» Reading passage:
April 27, 2024

Nurses Walk a Fine Line Between Patients and Productivity

One of the most glaringly obvious truths I’ve seen played out repeatedly is that nurses in an acute care setting are continuously thrust into no-win situations. Patient care is frequently set at odds against economic productivity, even viability. This happens regardless of the measures taken by management to alleviate the inherent tensions of the health care industry between patients and profit or productivity. As soon as health care organizations approach a workable solution to a problem, it seems, there are always several more challenges to takes its place. What’s a nurse to do?

I don’t pretend to speak for all nurses, but I’ll tell you the stance I’ve taken relative to these tensions. I hope my thoughts on this topic will empower you, knowing that you will likely encounter similar circumstances.

My unit, which is a team made up of wound and ostomy nurses, a.k.a. the “wound team,” lives currently under the umbrella of a department made up primarily of various rehabilitation-related therapists. In fact, we are the only nurses in a large department, and much of what we connect with as a unit differs dramatically from the remainder of the personnel.

[Natural language descriptions of regions]
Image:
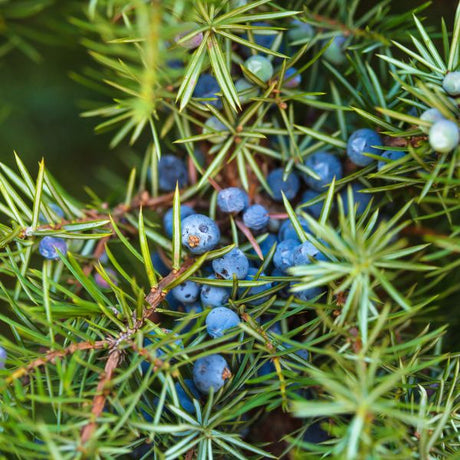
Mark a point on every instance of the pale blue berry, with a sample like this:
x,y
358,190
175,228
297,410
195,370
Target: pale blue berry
x,y
252,272
327,166
444,136
199,233
363,141
432,116
234,263
184,399
49,247
232,200
256,217
219,320
210,373
246,90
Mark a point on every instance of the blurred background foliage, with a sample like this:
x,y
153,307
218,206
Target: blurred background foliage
x,y
40,103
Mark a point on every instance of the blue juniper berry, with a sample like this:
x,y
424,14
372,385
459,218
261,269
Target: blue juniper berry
x,y
186,292
49,247
199,233
444,136
168,217
234,263
391,155
171,170
219,320
326,166
214,296
210,373
232,200
256,217
363,141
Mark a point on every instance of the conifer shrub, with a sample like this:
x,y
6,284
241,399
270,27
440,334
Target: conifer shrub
x,y
278,275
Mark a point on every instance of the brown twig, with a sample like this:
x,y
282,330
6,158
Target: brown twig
x,y
51,356
101,394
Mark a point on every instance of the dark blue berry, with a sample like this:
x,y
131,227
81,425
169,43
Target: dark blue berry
x,y
101,282
246,90
185,211
49,247
207,87
307,295
284,254
234,263
199,233
184,398
363,141
171,169
252,272
259,66
219,320
256,217
326,166
187,292
232,200
210,373
290,186
287,230
214,296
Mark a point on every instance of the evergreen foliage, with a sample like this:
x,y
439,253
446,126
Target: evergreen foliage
x,y
356,349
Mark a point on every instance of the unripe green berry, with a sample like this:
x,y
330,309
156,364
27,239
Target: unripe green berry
x,y
444,136
451,83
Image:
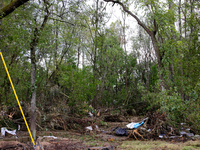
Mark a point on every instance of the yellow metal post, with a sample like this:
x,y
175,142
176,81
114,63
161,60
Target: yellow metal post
x,y
17,98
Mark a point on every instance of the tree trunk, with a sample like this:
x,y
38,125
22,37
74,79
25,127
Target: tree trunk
x,y
11,7
151,33
33,92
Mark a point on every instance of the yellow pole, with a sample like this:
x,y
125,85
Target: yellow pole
x,y
17,99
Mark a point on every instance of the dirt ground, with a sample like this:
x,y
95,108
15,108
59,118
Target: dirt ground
x,y
91,140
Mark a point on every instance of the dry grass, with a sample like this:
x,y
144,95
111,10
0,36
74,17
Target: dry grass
x,y
159,145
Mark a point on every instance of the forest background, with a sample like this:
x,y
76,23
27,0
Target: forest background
x,y
63,57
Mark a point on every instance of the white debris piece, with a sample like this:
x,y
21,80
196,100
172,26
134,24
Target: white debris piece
x,y
4,130
50,137
89,128
91,115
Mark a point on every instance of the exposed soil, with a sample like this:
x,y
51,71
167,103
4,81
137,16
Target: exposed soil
x,y
74,136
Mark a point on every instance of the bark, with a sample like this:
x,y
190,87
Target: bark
x,y
33,45
11,7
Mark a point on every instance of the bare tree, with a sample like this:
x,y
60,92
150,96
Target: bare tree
x,y
11,7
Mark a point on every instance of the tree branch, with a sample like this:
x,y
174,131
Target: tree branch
x,y
130,13
11,7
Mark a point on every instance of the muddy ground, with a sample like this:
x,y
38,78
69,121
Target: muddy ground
x,y
94,140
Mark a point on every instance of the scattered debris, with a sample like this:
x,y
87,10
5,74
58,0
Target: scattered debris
x,y
134,125
4,130
91,128
120,131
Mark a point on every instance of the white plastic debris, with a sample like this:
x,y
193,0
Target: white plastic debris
x,y
134,125
4,130
50,137
97,128
89,128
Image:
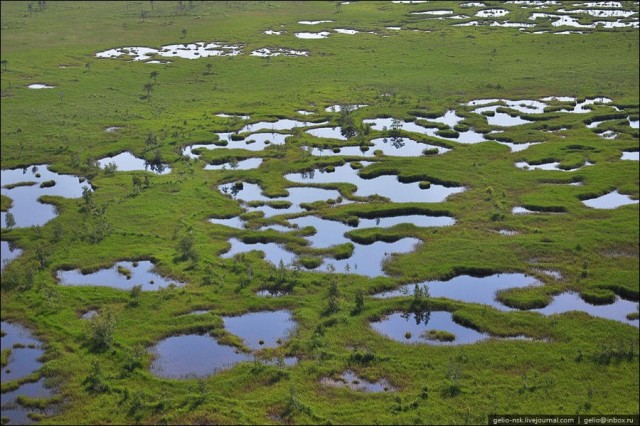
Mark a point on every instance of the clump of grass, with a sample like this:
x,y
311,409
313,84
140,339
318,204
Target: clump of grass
x,y
438,335
124,271
598,296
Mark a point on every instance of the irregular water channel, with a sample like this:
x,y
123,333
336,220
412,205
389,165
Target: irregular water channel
x,y
123,275
25,350
469,289
25,186
385,186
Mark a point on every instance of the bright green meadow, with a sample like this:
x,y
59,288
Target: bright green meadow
x,y
100,369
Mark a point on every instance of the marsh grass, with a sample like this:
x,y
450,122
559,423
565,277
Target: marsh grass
x,y
409,75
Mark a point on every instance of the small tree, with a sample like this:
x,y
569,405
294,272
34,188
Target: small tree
x,y
9,220
148,87
87,196
359,302
334,298
101,330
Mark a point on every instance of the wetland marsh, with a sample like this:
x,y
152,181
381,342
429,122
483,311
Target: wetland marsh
x,y
393,212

» What you will do:
**1.** In the article on nurses, what kind of nurses make up the writer's unit?
**2.** Return, word for word, the part of the article on nurses between "April 27, 2024" and "nurse to do?", inclusive.

» List of solutions:
**1.** Wound and ostomy nurses, a team known as the "wound team."

**2.**
April 27, 2024

Nurses Walk a Fine Line Between Patients and Productivity

One of the most glaringly obvious truths I’ve seen played out repeatedly is that nurses in an acute care setting are continuously thrust into no-win situations. Patient care is frequently set at odds against economic productivity, even viability. This happens regardless of the measures taken by management to alleviate the inherent tensions of the health care industry between patients and profit or productivity. As soon as health care organizations approach a workable solution to a problem, it seems, there are always several more challenges to takes its place. What’s a nurse to do?